• PROMPT 1: According to the text about the 11th Hour guitar program, what made it possible to buy instruments and work with a guitar teacher?
• PROMPT 2: Resume the text about the 11th Hour guitar program for middle school students, picking up after its final sentence.

Studying and practicing compassion and the Golden Rule while learning to play the guitar
Woodland UMC in Wichita developed The 11th Hour program for Marshall Middle School students (sixth through eighth grades). The Rev. Michelle Reed explained that the goal was “to learn and practice compassion, beauty and civility so that they may reach out to areas of conflict and violence with these values. Inspired by Iraqi cellist Karim Wasfi, who has been bringing his music into bombed areas of Baghdad, our ministry leaders are committed to teaching young people to make an impact in a war-torn world. Our name, 11th Hour, refers to 1. Armistice Day from WWI (The 11th hour of the 11th month on the 11th day); 2. the hour after the school periods are over (there are no more than 10 periods at Marshall Middle School); and 3. the Parable of the Workers in the Vineyard (Matthew 20:1-16).”
A Social Justice Seed Money grant received in 2015 through the Mercy and Justice Team of the Great Plains Conference made it possible to buy instruments and work with a guitar teacher.
It is urgent for young people today to find ways to express and promote peace in the midst of conflict. As the struggle at a global, national and local level with bullying, violence and fear continues, students have spent a semester learning together and practicing hope. Some of the time has been spent learning the language of peace, and some has been spent learning the sounds of peace through music. The students had opportunities to discuss their experiences and hopes for the future.

• RECORD EXCERPTS:
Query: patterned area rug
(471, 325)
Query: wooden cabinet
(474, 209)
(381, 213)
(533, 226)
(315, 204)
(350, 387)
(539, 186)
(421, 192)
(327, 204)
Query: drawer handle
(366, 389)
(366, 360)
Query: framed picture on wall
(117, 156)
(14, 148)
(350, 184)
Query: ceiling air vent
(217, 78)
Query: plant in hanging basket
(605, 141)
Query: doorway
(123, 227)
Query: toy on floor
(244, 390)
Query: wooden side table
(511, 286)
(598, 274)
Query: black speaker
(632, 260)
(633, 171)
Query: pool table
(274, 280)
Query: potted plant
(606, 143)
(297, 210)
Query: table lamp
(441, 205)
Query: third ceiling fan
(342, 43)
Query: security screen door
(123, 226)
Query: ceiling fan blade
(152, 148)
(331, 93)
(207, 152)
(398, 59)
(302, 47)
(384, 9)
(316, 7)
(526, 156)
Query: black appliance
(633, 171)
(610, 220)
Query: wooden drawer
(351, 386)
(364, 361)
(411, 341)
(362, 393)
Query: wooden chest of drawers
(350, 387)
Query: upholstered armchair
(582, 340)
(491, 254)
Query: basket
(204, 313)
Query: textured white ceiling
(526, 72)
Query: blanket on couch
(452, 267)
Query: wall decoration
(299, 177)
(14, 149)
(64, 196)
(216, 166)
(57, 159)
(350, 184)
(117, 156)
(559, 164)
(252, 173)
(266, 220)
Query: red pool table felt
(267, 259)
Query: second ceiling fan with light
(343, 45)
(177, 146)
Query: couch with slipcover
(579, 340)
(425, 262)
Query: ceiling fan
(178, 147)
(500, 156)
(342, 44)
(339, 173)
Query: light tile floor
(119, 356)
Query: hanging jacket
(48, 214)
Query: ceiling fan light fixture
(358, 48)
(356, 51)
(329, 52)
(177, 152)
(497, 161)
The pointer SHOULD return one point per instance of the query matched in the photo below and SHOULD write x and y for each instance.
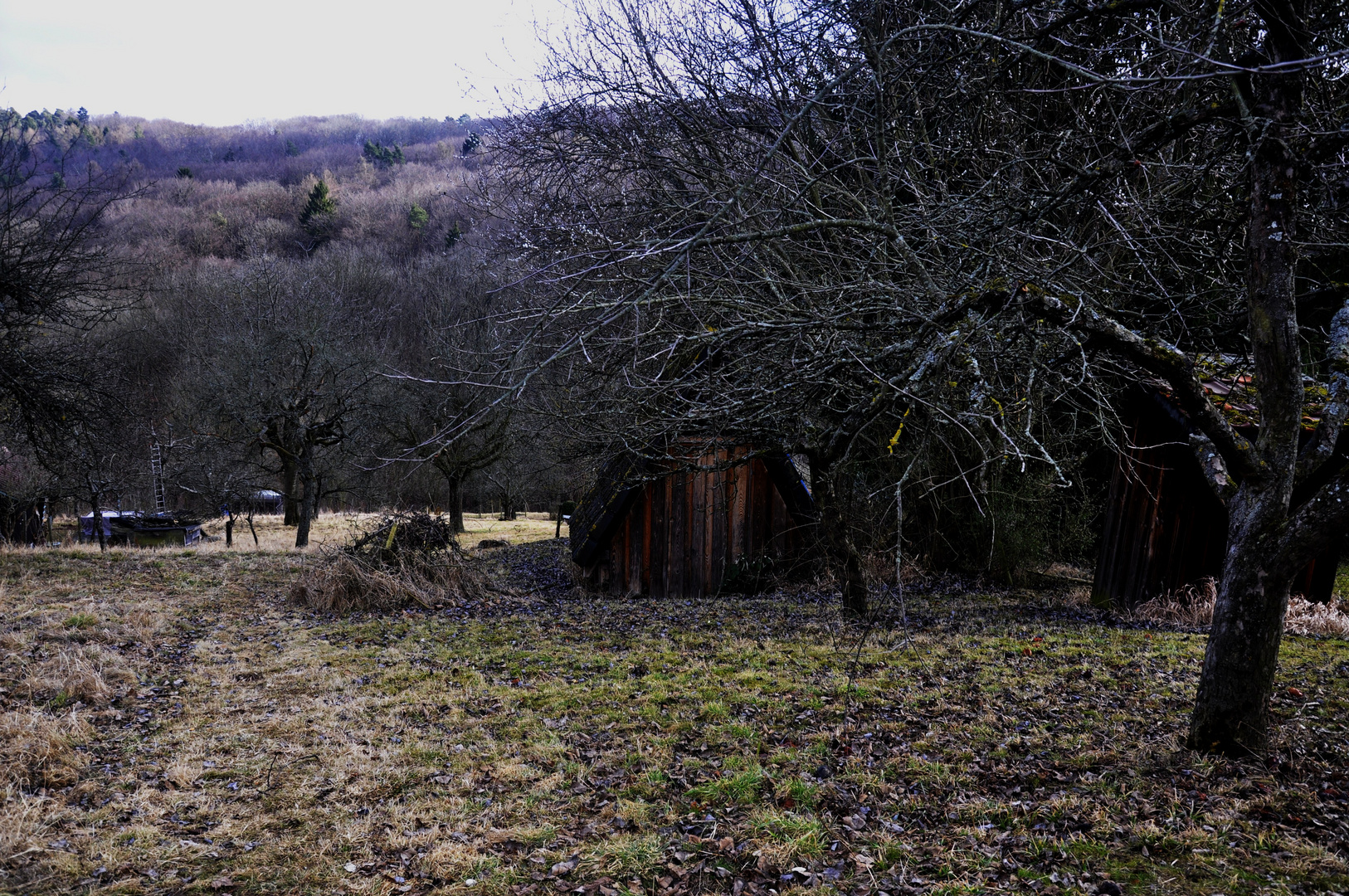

• WRITTEN REPLY 1: A Social Justice Seed Money grant received in 2015 through the Mercy and Justice Team of the Great Plains Conference.

• WRITTEN REPLY 2:
The culmination of our project is a recording of their rendition of Bob Marley's song, "Redemption Song." After studying the original lyrics, students worked together to write two new verses that express their views on hope for redemption. Their goal is for their voices to be heard as well as carry on the message of peace as they carry home their guitars. To that end, their recording will be posted on SoundCloud and on YouTube as well as their Facebook page, the 11th Hour Project.
Social Justice Seed Money wants to encourage churches to engage in justice outreach ministries in accordance with our Social Principles. Application deadlines for 2016 are June 30 and Sept. 30. If you have questions, feel free to contact Louise Niemann atlou_niemann@hotmail.com or Andrea Paret at amparet08@yahoo.com.
View flier.
The online application will be available on June 1. The previous link will be active at that time, or you can find the form (after June 1) atgreatplainsumc.org/register.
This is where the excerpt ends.